Named-object pointing records =
------------------------------------
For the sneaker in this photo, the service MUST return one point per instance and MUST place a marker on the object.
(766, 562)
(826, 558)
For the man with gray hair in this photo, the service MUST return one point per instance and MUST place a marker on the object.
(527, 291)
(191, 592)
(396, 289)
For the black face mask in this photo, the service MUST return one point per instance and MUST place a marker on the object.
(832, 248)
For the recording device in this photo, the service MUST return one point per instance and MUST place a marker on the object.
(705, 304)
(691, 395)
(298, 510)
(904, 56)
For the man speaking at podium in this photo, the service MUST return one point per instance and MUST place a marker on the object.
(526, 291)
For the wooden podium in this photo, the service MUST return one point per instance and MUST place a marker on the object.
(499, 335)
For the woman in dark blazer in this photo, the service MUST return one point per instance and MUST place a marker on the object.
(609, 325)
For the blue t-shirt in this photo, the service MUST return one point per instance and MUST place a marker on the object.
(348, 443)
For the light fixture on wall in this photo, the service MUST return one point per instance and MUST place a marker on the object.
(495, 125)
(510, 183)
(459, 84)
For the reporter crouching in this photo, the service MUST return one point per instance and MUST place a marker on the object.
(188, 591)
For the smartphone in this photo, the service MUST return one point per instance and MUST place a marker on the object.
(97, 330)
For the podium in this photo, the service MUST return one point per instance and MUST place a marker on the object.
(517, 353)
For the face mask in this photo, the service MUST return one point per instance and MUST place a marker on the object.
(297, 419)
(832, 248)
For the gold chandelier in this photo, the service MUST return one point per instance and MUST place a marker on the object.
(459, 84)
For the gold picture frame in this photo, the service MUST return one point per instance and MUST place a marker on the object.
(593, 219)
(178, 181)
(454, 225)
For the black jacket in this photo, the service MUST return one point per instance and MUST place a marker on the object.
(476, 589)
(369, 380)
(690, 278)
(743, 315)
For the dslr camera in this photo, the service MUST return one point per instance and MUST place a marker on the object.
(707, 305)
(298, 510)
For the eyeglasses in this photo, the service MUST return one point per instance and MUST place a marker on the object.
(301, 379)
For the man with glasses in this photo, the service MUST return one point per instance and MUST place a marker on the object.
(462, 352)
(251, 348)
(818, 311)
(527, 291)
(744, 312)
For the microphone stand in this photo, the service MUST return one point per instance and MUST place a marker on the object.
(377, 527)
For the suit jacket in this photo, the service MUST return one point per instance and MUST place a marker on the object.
------------------------------------
Given exercise =
Please give every line of the material above as a numbered list, leaving out any blank lines.

The reply =
1. For the sneaker in this photo, the service MUST return one point per instance and MUST place a marker on the object.
2. (766, 562)
3. (826, 558)
4. For the man with gray hair in this photo, the service MUST return one point per instance and MUST place a marker on the object.
5. (527, 291)
6. (191, 592)
7. (396, 289)
8. For the black face mask in this photo, the service MUST return one point per instance and MUST place a marker on the object.
9. (832, 248)
10. For the recording device in this photo, the service MUST return one point per instance and MUST place a marker on the object.
11. (705, 304)
12. (691, 395)
13. (298, 510)
14. (904, 56)
15. For the man speaking at podium in this photo, the service MUST return one point per instance and MUST place a marker on the object.
16. (526, 291)
17. For the wooden podium in this photo, the service MUST return one point per instance and MUST place a marker on the object.
18. (499, 335)
19. For the woman in dark blazer in this photo, the service MUST return one point per instance and MUST place a marker on the object.
20. (609, 325)
21. For the blue t-shirt in this photo, the service MUST return one point per instance and MUST place a marker on the object.
22. (348, 443)
23. For the light fixture on wall in this photo, the service MUST return one point per instance and MUST place a marker on the object.
24. (495, 125)
25. (510, 183)
26. (459, 84)
27. For the reporter crouching in this photo, the service MUST return one point per instance and MUST place a marker on the object.
28. (188, 591)
29. For the smartphone in this photo, the service MUST return one point per instance and MUST place a marker on the object.
30. (97, 330)
31. For the podium in this photo, the service MUST return one point per instance and MUST place a marker on the object.
32. (517, 353)
33. For the face mask in this photo, the service MUST return one point per instance and MUST place a marker on the object.
34. (297, 419)
35. (832, 248)
36. For the gold chandelier in this photo, the service MUST return one point per instance and MUST place a marker on the object.
37. (459, 84)
38. For the gold picture frame in this photo, the service MUST return one point per instance and MUST place a marker on the object.
39. (593, 219)
40. (178, 181)
41. (454, 225)
42. For the black jacket in this photo, the service MUST return one point per instance and MUST place a marker on the object.
43. (476, 589)
44. (369, 380)
45. (690, 278)
46. (743, 315)
47. For the dslr camera in this photo, the service MUST return one point per instance and MUST place a marker on the object.
48. (707, 305)
49. (298, 510)
50. For the eyeglasses in this photo, the service MUST return one point per instance and MUST place a marker on the object.
51. (301, 379)
52. For the man with glasses in this photo, the service MUST return one point per instance and MUST place a marker on the object.
53. (462, 352)
54. (251, 348)
55. (818, 311)
56. (527, 291)
57. (744, 312)
58. For the microphone stand in this photo, the service MUST return one point per instance and MUST place a marker on the object.
59. (377, 527)
60. For the suit jacket in this photo, the service MUST return one point per instance and MUST place a marker on the object.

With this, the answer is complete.